Håkon Evjen (born 14 February 2000) is a Norwegian professional footballer who plays as a midfielder for Danish Superliga club Brøndby IF.

Club career
Evjen started out playing with his hometown club, FK Mjølner, before moving to Bodø/Glimt with his brother in 2016.

After a year with the youth team, Evjen signed his first professional contract with Bodø/Glimt in August 2017. He made his debut on 22 October, replacing Jens Petter Hauge during a First Division win against Jerv.

On 17 September 2019, Bodø/Glimt announced Evjen would be leaving for AZ Alkmaar on 1 January 2020. He signed a four and a half year contract with the club.

On 17 January 2023, Evjen joined Danish Superliga side Brøndby IF for an undisclosed fee, signing a contract until June 2027 with the club.

International career
Evjen represented the national under-17 team at the 2017 UEFA European Under-17 Championship. He made two appearances in the qualifying tournament, scoring once in a draw with Russia. He went on to play twice in the finals.

:::

WHAT YOU SHOULD DO:
Reproduce the article on Håkon Evjen from "International career" to "in the finals.", swapping "Russia" for "Sweden". The items that come next are separate material, unrelated to the article on Håkon Evjen.

RECORDED DATA:

:::

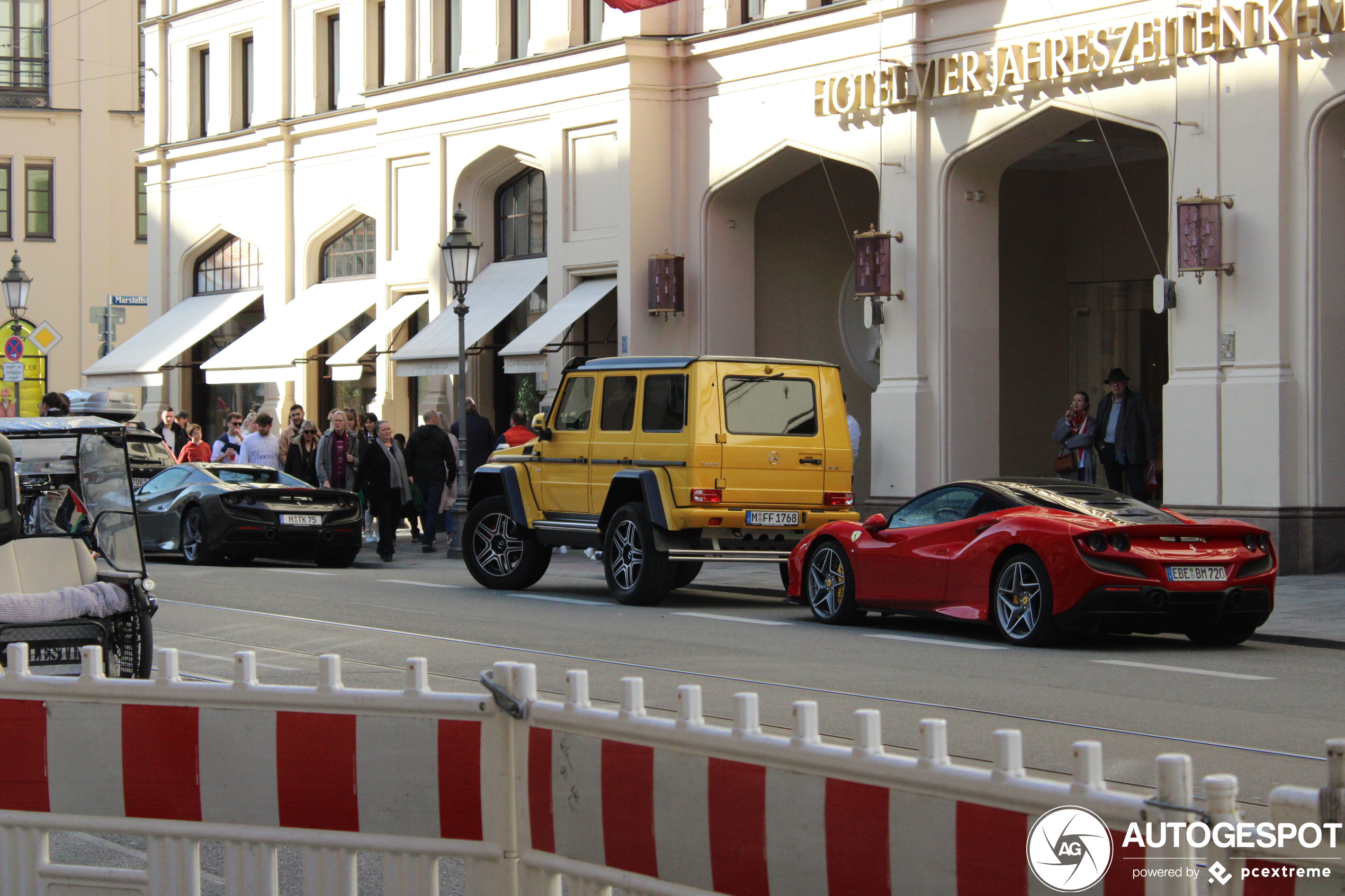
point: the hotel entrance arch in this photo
(1055, 234)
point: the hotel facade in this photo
(1036, 163)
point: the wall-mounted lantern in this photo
(666, 284)
(1200, 236)
(873, 271)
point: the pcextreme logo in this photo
(1070, 849)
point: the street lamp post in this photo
(16, 284)
(460, 263)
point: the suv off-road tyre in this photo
(684, 574)
(829, 585)
(636, 573)
(1021, 602)
(498, 551)
(195, 539)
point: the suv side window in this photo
(619, 403)
(576, 405)
(665, 403)
(940, 505)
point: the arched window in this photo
(352, 251)
(233, 264)
(521, 216)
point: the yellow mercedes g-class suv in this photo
(662, 464)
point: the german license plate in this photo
(773, 518)
(300, 519)
(1197, 574)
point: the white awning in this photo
(138, 360)
(272, 351)
(495, 292)
(346, 365)
(525, 355)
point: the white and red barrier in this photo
(604, 798)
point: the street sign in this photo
(45, 336)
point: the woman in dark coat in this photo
(302, 460)
(1077, 432)
(382, 476)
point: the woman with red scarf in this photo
(1077, 432)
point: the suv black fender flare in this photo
(635, 485)
(490, 481)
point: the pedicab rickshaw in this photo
(71, 573)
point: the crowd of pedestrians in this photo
(399, 478)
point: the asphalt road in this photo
(1261, 711)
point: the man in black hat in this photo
(1126, 438)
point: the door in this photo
(614, 441)
(911, 568)
(774, 450)
(566, 456)
(153, 502)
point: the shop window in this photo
(333, 61)
(141, 205)
(233, 264)
(519, 33)
(454, 35)
(39, 206)
(352, 251)
(247, 84)
(23, 45)
(213, 402)
(381, 62)
(521, 216)
(201, 98)
(6, 202)
(594, 21)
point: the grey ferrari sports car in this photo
(212, 512)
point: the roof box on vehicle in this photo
(106, 403)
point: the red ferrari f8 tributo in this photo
(1040, 559)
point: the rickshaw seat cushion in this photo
(38, 565)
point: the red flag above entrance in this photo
(634, 6)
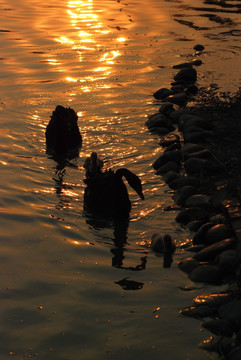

:::

FINISHED ANSWER:
International career
Evjen represented the national under-17 team at the 2017 UEFA European Under-17 Championship. He made two appearances in the qualifying tournament, scoring once in a draw with Sweden. He went on to play twice in the finals.